* _What is being asked_:
Print the line that contains "Place one point on every instance of the old" and every line after it through the last line of the records below, exactly as written and nothing else.

* _Data in this exercise_:
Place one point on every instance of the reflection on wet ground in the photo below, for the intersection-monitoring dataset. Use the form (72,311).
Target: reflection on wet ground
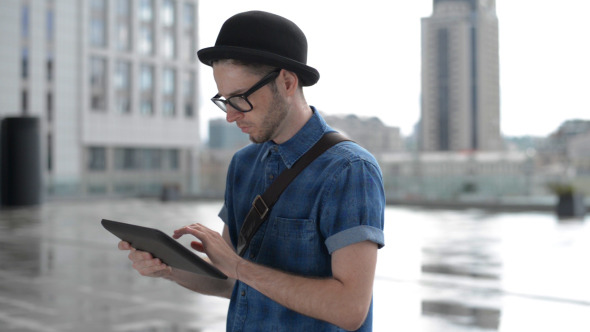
(439,271)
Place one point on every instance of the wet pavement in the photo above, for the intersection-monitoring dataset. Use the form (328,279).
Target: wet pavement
(440,270)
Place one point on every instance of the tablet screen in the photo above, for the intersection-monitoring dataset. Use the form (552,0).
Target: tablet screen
(162,246)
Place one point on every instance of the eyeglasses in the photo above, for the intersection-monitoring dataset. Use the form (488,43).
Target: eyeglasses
(240,102)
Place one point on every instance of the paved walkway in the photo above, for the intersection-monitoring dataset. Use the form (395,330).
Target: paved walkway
(439,271)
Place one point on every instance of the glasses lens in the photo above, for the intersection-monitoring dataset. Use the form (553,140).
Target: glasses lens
(220,103)
(240,103)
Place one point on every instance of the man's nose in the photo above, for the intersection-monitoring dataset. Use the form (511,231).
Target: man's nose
(232,115)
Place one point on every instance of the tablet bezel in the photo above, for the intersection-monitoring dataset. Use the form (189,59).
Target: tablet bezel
(162,246)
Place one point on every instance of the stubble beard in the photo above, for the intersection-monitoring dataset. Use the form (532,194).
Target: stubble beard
(276,114)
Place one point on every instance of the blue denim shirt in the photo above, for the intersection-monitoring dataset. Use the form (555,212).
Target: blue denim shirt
(336,201)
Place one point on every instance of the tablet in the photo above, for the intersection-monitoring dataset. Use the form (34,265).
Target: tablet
(162,246)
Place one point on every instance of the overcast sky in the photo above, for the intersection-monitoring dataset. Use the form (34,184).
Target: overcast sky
(368,56)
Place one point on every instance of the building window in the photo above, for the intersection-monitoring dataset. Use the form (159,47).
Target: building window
(97,159)
(187,45)
(50,30)
(170,159)
(49,106)
(98,18)
(49,152)
(188,93)
(123,87)
(25,63)
(146,28)
(123,25)
(98,87)
(146,90)
(168,44)
(25,102)
(168,24)
(168,92)
(49,67)
(25,21)
(146,159)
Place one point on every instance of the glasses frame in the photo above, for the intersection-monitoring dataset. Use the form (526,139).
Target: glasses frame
(222,103)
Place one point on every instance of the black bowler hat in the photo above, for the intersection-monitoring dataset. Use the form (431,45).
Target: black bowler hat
(263,38)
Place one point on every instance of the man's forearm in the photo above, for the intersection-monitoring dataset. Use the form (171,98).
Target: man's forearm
(342,300)
(202,284)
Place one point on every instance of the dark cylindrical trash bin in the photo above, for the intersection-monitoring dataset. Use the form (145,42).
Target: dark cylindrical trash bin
(20,157)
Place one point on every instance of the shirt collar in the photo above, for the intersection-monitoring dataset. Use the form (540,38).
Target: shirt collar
(298,145)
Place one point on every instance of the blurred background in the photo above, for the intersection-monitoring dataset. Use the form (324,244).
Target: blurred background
(476,110)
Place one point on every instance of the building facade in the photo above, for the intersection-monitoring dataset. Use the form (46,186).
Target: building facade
(370,132)
(114,83)
(460,77)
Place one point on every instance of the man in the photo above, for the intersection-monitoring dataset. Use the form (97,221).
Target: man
(311,265)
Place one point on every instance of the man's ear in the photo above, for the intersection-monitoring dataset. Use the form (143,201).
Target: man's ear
(289,81)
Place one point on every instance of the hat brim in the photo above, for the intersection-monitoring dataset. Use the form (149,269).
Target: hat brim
(308,75)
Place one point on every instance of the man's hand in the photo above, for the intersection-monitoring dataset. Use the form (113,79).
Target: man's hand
(145,263)
(221,254)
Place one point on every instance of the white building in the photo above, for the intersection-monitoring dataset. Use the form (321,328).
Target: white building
(114,84)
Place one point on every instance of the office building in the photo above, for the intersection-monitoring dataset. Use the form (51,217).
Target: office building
(226,136)
(460,77)
(369,132)
(114,85)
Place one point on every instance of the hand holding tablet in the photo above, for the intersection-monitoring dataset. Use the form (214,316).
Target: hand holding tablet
(162,246)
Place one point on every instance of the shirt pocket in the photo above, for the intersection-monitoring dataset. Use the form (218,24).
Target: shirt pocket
(295,229)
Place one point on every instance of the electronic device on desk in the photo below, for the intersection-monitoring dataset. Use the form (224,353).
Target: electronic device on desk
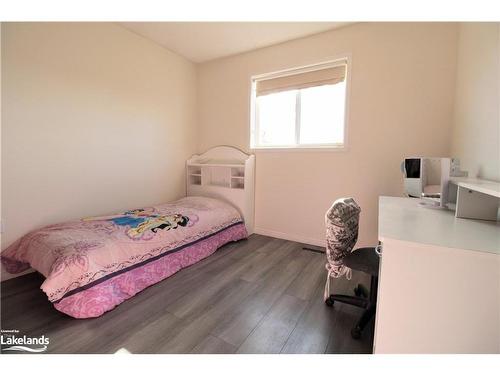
(427,178)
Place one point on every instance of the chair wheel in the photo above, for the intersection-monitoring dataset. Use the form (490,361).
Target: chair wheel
(356,333)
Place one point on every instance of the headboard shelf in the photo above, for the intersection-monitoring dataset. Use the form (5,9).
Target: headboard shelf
(225,173)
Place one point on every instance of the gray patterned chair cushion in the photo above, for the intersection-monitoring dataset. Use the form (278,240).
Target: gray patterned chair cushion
(342,223)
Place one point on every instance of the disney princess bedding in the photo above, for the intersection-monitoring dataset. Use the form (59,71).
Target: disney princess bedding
(94,264)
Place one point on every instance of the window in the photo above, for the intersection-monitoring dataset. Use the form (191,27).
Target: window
(303,108)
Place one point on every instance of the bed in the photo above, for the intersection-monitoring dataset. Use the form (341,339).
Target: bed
(93,264)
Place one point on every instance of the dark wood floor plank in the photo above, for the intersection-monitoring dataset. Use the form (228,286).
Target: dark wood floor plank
(312,332)
(273,331)
(188,335)
(305,285)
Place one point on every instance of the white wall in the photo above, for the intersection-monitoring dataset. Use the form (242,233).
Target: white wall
(476,132)
(401,103)
(95,120)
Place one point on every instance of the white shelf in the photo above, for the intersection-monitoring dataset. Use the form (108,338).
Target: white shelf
(224,173)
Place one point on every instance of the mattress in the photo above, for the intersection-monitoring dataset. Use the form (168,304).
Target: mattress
(93,264)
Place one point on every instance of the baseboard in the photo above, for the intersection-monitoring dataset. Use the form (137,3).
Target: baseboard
(4,275)
(290,237)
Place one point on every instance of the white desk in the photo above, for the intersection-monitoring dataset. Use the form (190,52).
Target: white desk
(439,285)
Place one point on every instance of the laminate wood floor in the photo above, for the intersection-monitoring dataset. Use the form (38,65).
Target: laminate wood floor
(260,295)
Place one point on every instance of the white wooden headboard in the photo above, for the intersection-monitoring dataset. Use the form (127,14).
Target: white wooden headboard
(226,173)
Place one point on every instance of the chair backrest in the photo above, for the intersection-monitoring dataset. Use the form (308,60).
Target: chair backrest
(342,223)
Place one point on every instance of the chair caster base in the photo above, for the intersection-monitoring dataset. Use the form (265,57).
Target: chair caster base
(356,333)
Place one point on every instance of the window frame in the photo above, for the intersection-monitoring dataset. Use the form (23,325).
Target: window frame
(344,59)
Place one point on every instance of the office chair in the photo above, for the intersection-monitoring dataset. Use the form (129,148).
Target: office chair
(342,223)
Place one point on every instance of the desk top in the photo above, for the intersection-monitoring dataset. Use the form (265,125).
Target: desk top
(406,220)
(482,186)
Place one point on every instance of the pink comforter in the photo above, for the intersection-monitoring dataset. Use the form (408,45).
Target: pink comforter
(93,264)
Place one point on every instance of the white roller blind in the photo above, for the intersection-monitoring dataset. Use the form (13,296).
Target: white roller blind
(326,76)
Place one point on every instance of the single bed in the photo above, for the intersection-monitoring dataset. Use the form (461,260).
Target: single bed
(93,264)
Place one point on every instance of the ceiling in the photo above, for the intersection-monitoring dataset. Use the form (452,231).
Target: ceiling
(204,41)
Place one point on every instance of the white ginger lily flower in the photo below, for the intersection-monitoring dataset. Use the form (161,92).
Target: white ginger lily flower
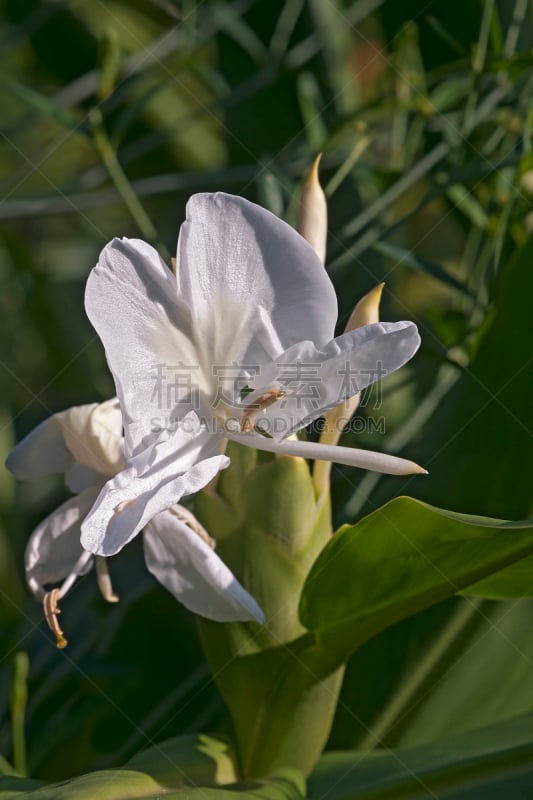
(250,296)
(85,443)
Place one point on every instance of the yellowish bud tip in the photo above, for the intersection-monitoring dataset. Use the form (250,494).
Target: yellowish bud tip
(313,222)
(366,312)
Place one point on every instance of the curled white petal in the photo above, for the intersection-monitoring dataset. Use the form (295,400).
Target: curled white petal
(155,481)
(191,570)
(350,456)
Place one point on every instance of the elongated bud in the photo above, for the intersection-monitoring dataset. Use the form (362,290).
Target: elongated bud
(366,312)
(313,222)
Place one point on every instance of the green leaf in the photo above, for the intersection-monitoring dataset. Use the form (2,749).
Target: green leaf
(514,581)
(402,256)
(488,763)
(477,445)
(400,559)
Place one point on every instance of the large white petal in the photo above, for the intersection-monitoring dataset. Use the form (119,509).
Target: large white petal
(87,437)
(155,480)
(54,547)
(316,379)
(132,302)
(93,434)
(350,456)
(193,573)
(235,258)
(42,452)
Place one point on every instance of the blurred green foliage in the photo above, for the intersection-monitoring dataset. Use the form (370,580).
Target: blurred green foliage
(112,115)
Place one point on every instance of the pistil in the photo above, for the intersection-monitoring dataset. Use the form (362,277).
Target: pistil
(252,411)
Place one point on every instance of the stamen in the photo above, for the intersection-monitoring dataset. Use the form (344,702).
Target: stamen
(261,403)
(51,610)
(190,520)
(103,579)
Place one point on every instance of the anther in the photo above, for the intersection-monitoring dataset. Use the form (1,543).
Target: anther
(51,610)
(261,403)
(103,579)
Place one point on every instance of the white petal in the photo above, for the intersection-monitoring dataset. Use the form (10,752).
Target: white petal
(42,452)
(350,456)
(194,574)
(315,380)
(132,302)
(54,546)
(235,257)
(177,466)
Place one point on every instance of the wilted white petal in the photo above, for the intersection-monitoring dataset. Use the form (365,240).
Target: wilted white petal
(42,452)
(187,566)
(93,434)
(132,302)
(233,253)
(342,368)
(177,466)
(350,456)
(54,548)
(313,221)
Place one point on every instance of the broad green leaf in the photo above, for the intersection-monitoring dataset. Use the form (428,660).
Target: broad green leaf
(273,531)
(404,557)
(489,763)
(514,581)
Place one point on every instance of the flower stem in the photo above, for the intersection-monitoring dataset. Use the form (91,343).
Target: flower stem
(122,184)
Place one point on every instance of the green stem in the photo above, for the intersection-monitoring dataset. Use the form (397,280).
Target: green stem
(122,184)
(400,702)
(19,698)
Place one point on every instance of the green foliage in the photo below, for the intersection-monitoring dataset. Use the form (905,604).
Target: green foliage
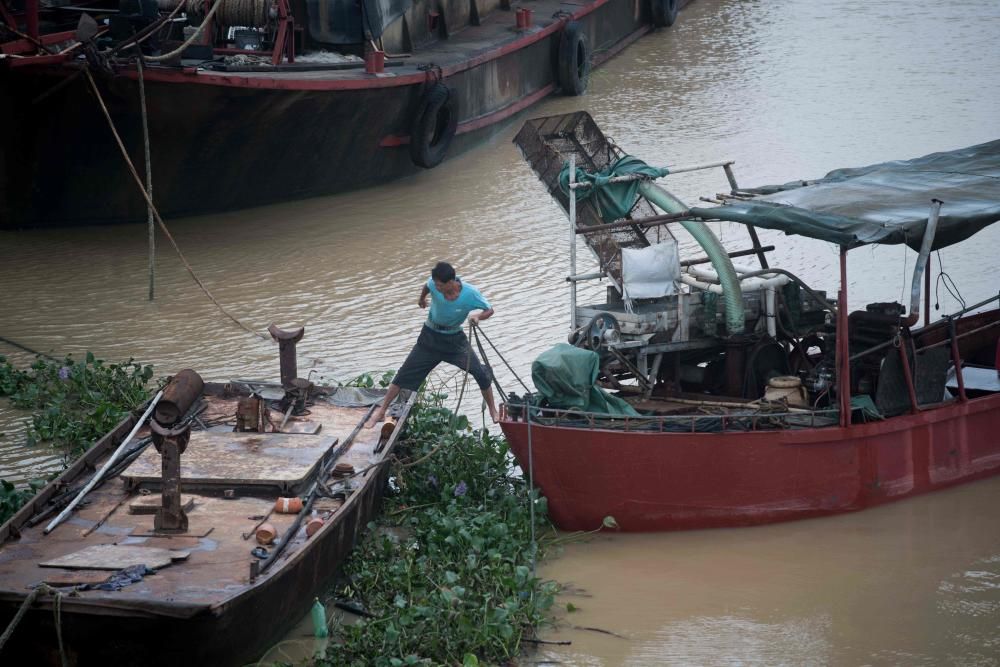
(368,380)
(446,572)
(12,498)
(74,403)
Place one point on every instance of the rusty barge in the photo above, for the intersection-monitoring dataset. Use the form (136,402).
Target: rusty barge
(294,99)
(745,396)
(206,547)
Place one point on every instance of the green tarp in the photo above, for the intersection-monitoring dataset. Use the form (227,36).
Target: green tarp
(566,375)
(614,200)
(887,203)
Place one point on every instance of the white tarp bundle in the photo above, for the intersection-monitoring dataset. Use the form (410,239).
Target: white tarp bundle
(651,272)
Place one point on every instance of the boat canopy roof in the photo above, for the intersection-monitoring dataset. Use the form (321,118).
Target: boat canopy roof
(888,203)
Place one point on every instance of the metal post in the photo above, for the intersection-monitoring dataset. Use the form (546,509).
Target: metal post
(956,359)
(927,292)
(758,250)
(843,346)
(149,177)
(31,18)
(572,241)
(908,376)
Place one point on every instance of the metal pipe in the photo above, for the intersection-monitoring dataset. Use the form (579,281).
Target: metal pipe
(31,18)
(843,348)
(586,276)
(956,359)
(572,241)
(927,292)
(107,464)
(930,229)
(908,377)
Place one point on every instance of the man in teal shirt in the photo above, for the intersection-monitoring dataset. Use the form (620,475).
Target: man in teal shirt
(442,339)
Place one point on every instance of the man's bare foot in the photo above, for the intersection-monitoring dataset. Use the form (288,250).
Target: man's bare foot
(376,417)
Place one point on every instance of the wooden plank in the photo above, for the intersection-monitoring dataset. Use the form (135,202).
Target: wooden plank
(274,459)
(116,557)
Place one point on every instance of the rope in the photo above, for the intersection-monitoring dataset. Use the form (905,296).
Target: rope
(180,49)
(149,202)
(516,376)
(27,349)
(23,609)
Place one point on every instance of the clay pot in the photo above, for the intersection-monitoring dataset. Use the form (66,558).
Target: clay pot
(266,534)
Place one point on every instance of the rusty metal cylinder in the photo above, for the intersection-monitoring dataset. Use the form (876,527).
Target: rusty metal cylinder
(178,397)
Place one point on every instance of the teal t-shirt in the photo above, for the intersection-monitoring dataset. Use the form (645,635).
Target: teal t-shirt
(448,316)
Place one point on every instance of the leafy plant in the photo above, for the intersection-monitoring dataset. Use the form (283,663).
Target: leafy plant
(446,571)
(74,403)
(12,498)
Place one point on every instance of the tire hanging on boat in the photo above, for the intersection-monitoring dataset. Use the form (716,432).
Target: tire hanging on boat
(434,126)
(664,12)
(574,60)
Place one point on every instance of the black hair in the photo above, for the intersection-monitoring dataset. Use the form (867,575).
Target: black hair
(443,272)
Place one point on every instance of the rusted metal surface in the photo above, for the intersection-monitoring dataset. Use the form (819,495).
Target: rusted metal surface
(209,608)
(178,397)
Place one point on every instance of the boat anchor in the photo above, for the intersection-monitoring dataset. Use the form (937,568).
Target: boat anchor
(171,443)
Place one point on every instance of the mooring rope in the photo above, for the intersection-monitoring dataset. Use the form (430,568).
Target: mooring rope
(190,40)
(23,609)
(159,220)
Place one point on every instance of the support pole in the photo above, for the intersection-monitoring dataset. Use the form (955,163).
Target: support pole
(956,359)
(843,346)
(149,176)
(758,250)
(927,292)
(572,241)
(31,18)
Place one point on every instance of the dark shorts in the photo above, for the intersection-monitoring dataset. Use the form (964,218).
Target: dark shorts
(431,349)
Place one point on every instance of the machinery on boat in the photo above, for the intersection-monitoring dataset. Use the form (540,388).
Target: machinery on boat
(207,546)
(751,396)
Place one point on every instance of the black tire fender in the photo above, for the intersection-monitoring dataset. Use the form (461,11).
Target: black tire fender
(574,60)
(434,126)
(663,12)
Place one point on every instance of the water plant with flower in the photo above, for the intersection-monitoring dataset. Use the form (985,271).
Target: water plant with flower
(446,572)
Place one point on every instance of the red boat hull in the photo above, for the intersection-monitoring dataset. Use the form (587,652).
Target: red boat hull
(652,481)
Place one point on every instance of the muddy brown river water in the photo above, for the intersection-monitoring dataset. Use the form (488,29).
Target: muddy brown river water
(787,88)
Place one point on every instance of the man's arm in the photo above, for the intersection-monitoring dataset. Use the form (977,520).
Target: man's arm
(476,318)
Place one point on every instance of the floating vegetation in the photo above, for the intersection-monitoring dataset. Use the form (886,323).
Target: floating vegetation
(445,576)
(74,403)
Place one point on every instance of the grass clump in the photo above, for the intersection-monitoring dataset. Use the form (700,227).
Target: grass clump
(74,403)
(446,572)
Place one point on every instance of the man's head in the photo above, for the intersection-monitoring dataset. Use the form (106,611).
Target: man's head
(443,272)
(443,275)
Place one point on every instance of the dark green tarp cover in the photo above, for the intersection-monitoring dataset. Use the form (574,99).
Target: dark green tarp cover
(614,200)
(565,376)
(887,203)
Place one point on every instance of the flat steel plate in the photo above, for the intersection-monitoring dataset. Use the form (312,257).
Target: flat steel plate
(267,459)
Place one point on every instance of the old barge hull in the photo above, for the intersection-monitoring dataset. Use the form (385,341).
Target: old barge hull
(208,610)
(156,634)
(678,481)
(224,141)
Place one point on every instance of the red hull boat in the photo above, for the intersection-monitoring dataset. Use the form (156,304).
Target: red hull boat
(878,411)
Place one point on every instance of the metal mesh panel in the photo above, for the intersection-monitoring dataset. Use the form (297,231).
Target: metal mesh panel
(546,144)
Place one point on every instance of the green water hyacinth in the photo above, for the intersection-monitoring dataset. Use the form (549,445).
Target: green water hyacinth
(446,572)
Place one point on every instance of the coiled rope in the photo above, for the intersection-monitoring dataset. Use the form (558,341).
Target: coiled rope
(23,609)
(156,214)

* _Answer for this exercise_:
Place one point on every instance of the old barge hull in the photo above, for the intersection-monitoring dataset. Use the form (385,341).
Target: old barge hull
(208,610)
(156,634)
(678,481)
(224,141)
Place one point on every instance of the red hull boat in the photo above, for the intersection-monitoring dataset. Use the form (156,304).
Target: red hull boat
(878,411)
Place one point on every instance of the metal mesh panel in the photo above, for the intersection-monitoring dataset. Use the form (297,231).
Target: metal mesh panel
(546,144)
Place one point on every instance of the green water hyacinth in the photo above, for the intersection-monitoring dataset. Use the form (549,445).
Target: green water hyacinth
(446,572)
Place one point on every instance of the coiled rope in the photo above, for the intersection-monitoring dataset. Use the form (558,341).
Target: coiled rope
(23,609)
(156,214)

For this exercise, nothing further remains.